> _Work to complete_
Give the listing again in full and exactly, apart from its pictures.

> _Input records_

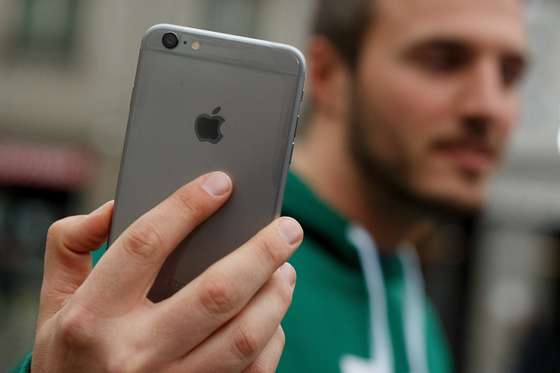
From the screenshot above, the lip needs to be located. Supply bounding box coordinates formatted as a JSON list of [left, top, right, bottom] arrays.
[[434, 142, 497, 173]]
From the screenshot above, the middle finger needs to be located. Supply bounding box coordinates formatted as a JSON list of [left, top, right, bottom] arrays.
[[148, 217, 302, 361], [169, 263, 296, 372]]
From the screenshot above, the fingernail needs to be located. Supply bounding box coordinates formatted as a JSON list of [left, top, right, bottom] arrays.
[[278, 217, 303, 245], [278, 262, 296, 286], [202, 172, 232, 197]]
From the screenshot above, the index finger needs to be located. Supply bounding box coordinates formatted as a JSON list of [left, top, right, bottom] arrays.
[[76, 172, 233, 313], [146, 217, 303, 361]]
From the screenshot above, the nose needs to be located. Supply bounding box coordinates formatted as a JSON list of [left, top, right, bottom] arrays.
[[458, 58, 513, 133]]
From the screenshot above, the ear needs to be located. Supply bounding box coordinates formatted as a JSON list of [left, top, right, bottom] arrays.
[[307, 36, 353, 124]]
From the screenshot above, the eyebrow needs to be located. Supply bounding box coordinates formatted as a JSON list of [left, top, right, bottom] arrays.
[[404, 36, 530, 65], [410, 38, 472, 52]]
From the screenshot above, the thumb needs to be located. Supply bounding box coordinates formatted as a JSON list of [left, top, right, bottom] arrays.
[[38, 201, 114, 326]]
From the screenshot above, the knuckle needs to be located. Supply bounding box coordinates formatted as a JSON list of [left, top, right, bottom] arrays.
[[46, 219, 68, 246], [172, 188, 206, 222], [244, 362, 268, 373], [57, 306, 95, 348], [122, 222, 164, 261], [245, 329, 285, 373], [255, 234, 285, 269], [274, 279, 294, 310], [198, 277, 239, 317], [104, 341, 155, 373], [232, 325, 260, 360], [105, 355, 143, 373], [245, 329, 286, 373]]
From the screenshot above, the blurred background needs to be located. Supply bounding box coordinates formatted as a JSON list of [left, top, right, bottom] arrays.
[[0, 0, 558, 372]]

> _Task result_
From the screenshot above, the lip needs to be located. Supply bounding box coordinates formatted as a JSON list of [left, top, right, bottom] arrays.
[[434, 142, 497, 173]]
From the screenshot above, the middle finger needs to be located. Supply bounding box coordinates formatted as a JSON list of [left, top, right, bottom] arrays.
[[148, 217, 302, 361], [169, 263, 296, 372]]
From the screenshot above, the fingernail needs to be located. Supply bounding box coordinates formatted as a JSON list of [left, top, right, bottom] arrays.
[[278, 217, 303, 245], [278, 262, 296, 286], [202, 172, 232, 197]]
From the screenshot above, the index finger needs to be located. Supply bounding box coordinates formatted as a JSON list of [left, top, right, bottom] arrays.
[[76, 172, 233, 313], [146, 217, 303, 361]]
From the screenshot above, the nose needs to be located. Supply bounding box coordinates formatted as a JSON list of [left, top, right, bottom] arrays.
[[458, 58, 513, 133]]
From the screenshot above, the ear needs to be located. Supply bounding box coordinates formatted as a JSON list of [left, top, right, bottom] arrays.
[[307, 36, 353, 124]]
From the screenshot above, the eyebrow needs to be located. Supply bounding box coordinates formatted as a JSON list of [left, top, right, bottom] arrays.
[[404, 36, 530, 65], [410, 38, 472, 52]]
From the screenshot above, the thumb needs to be located. Supply bounding box coordinates formatted as a JSON list of [left, top, right, bottom] arrays.
[[38, 201, 114, 326]]
From the screenshot above, the knuckle needs to be located. Supply bounding box coordinates formatted as a JSON list of [left, top, right, bottom] arrays.
[[46, 219, 68, 246], [172, 188, 206, 222], [244, 362, 268, 373], [57, 306, 95, 348], [122, 222, 164, 261], [245, 329, 285, 373], [255, 234, 285, 269], [274, 279, 294, 310], [198, 277, 239, 317], [104, 341, 155, 373], [232, 325, 260, 360], [105, 355, 143, 373], [245, 329, 286, 373]]
From the screenshot above, the blurred background needs to be located. Supply bounding box coordinates formatted as a JSON list of [left, top, right, bottom] arrays.
[[0, 0, 558, 372]]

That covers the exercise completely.